**MATERIAL FOR THIS TASK:**
++++++++++
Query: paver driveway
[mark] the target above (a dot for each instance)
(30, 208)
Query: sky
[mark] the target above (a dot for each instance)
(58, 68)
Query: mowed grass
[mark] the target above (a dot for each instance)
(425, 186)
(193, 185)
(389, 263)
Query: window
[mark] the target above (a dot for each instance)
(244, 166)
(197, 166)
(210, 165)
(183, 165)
++++++++++
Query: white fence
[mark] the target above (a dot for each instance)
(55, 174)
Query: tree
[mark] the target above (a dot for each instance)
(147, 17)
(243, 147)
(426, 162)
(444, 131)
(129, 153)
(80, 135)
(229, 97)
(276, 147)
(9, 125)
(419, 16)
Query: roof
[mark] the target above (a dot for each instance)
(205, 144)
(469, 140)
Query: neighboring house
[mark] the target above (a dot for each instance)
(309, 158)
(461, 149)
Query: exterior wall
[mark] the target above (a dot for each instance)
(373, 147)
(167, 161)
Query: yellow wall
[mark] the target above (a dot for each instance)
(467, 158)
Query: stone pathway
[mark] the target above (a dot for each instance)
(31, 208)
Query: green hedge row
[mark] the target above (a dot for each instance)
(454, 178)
++++++++++
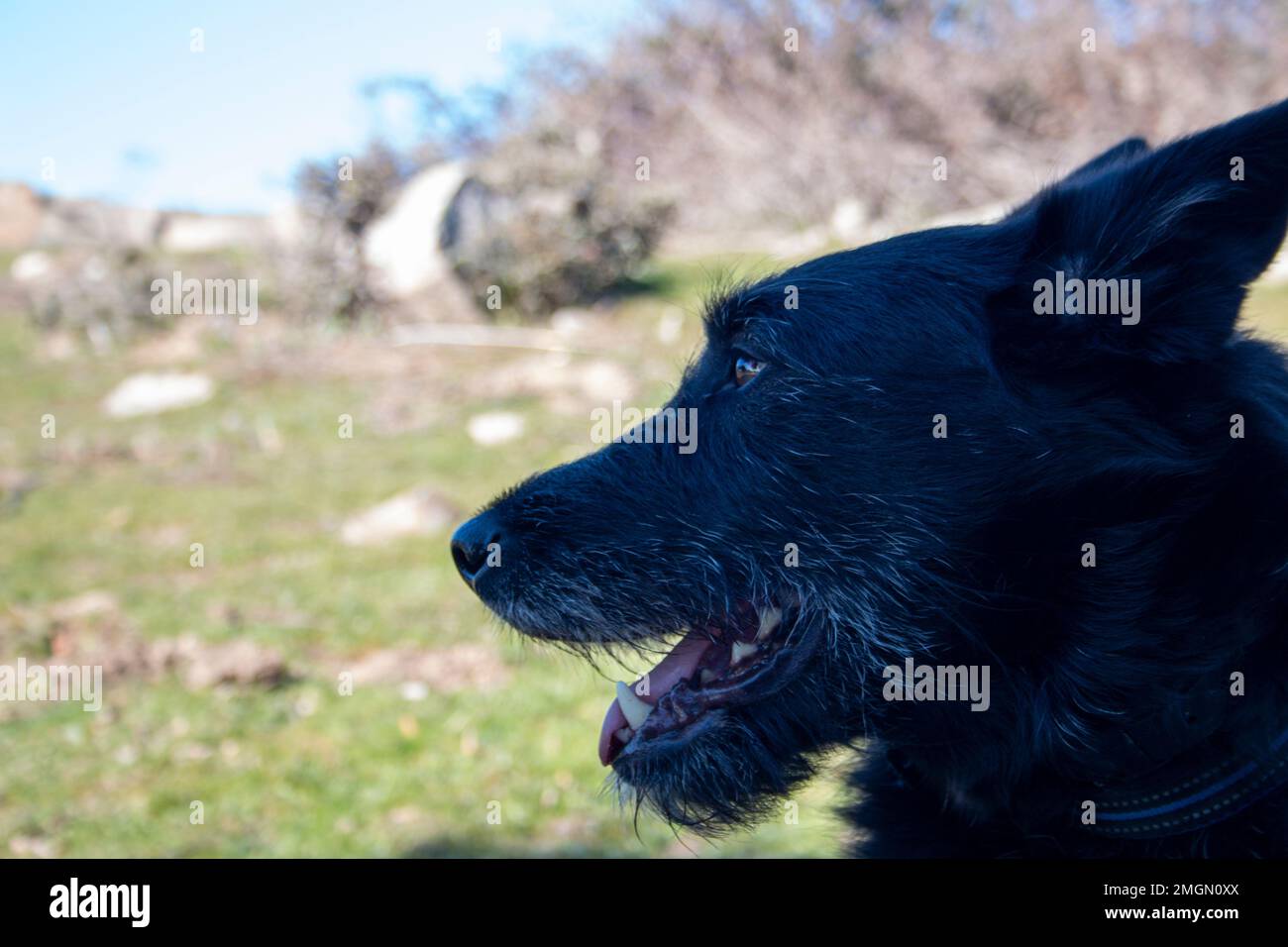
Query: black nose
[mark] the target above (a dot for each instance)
++++++++++
**REQUIRED ACTION:** Copy each line containing the word "wall" from the data.

**REPLY:**
Query: exterior wall
Query: yellow wall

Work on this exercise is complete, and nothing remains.